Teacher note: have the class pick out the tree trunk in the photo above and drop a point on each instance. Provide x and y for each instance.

▬▬▬

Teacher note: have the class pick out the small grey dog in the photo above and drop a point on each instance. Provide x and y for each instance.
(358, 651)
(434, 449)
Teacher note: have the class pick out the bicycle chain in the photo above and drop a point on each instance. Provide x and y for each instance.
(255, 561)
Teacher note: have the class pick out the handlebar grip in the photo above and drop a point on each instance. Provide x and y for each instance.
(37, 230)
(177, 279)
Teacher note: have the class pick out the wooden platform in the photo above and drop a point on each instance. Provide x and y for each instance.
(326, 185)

▬▬▬

Set task: Report how many lines in the entries contain the word "each", where uppercase and lowercase letters count as different. Give only the number.

The response: 5